### Directions for this task:
Only the text belongs in the copy: repeat each record exactly, without pictures.

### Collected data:
---+---
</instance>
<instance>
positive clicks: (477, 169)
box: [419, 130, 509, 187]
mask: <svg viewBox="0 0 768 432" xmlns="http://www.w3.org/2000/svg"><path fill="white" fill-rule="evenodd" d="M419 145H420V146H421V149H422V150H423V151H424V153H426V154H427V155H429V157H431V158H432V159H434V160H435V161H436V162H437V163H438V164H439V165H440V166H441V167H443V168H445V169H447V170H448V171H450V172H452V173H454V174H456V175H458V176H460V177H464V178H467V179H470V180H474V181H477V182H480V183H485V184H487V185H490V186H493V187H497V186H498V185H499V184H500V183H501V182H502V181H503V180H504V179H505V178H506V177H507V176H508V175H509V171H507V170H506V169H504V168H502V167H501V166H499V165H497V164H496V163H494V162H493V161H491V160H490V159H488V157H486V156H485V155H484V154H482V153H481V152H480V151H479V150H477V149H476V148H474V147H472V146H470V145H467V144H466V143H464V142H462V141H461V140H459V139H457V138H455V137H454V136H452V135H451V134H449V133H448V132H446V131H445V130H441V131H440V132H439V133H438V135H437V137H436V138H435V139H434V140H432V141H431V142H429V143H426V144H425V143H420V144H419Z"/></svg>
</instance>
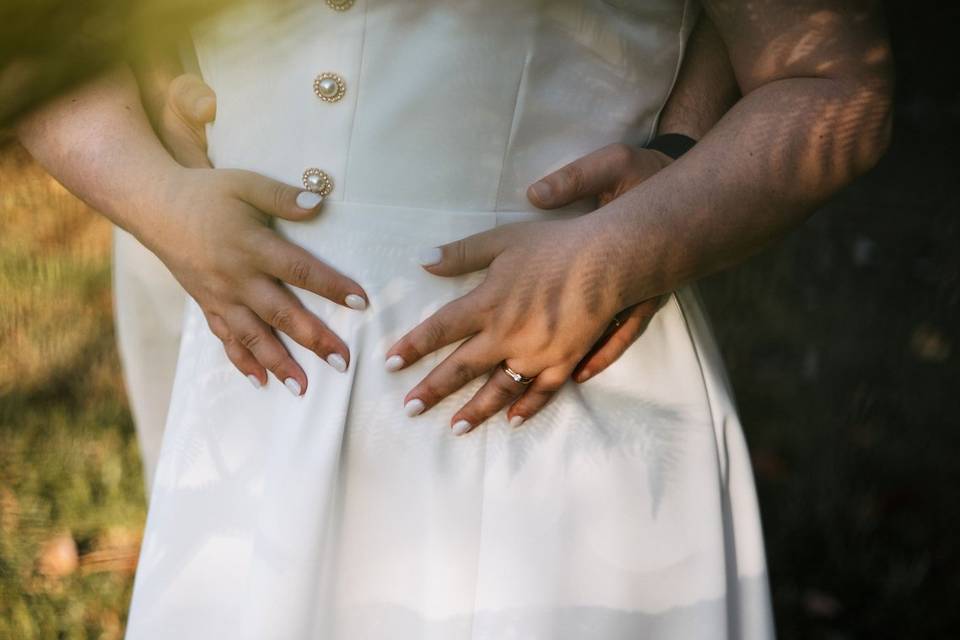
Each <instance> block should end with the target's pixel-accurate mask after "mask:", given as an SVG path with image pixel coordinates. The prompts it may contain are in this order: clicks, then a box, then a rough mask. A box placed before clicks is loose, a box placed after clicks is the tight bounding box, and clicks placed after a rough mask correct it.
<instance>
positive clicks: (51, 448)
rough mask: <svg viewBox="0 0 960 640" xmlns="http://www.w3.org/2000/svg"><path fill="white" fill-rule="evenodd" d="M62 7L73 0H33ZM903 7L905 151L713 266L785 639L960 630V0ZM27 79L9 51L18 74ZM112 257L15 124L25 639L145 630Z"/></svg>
---+---
### Result of the task:
</instance>
<instance>
positive clicks: (477, 169)
box: [419, 130, 509, 187]
mask: <svg viewBox="0 0 768 432" xmlns="http://www.w3.org/2000/svg"><path fill="white" fill-rule="evenodd" d="M419 145H420V146H421V149H422V150H423V151H424V153H426V154H427V155H429V157H431V158H432V159H434V160H435V161H436V162H437V163H438V164H439V165H440V166H441V167H443V168H445V169H447V170H448V171H450V172H452V173H454V174H456V175H458V176H460V177H464V178H467V179H470V180H474V181H477V182H480V183H485V184H487V185H490V186H493V187H497V186H498V185H499V184H500V183H501V182H502V181H503V180H504V179H505V178H506V177H507V176H508V175H509V171H507V170H506V169H504V168H502V167H501V166H499V165H497V164H496V163H494V162H493V161H491V160H490V159H488V157H486V156H485V155H484V154H482V153H481V152H480V151H479V150H477V149H476V148H474V147H472V146H470V145H467V144H466V143H464V142H462V141H461V140H459V139H457V138H455V137H454V136H452V135H451V134H449V133H448V132H446V131H445V130H441V131H440V132H439V133H438V135H437V137H436V138H435V139H434V140H432V141H431V142H429V143H426V144H425V143H420V144H419Z"/></svg>
</instance>
Each <instance> block should end with the target's pixel-accurate mask after "mask:", given as an SVG path with image pixel coordinates. The prompts it may contain are in this order: clicks, then a box, then a rough mask. A box placed before clicks is loose, a box placed after clicks is the tight bounding box, and clicks placed after a rough mask correct it.
<instance>
positive clicks: (51, 448)
rough mask: <svg viewBox="0 0 960 640" xmlns="http://www.w3.org/2000/svg"><path fill="white" fill-rule="evenodd" d="M62 7L73 0H33ZM903 7L905 151L713 266L785 639L960 630V0ZM27 79L9 51L18 74ZM112 257L15 124L25 639L145 630Z"/></svg>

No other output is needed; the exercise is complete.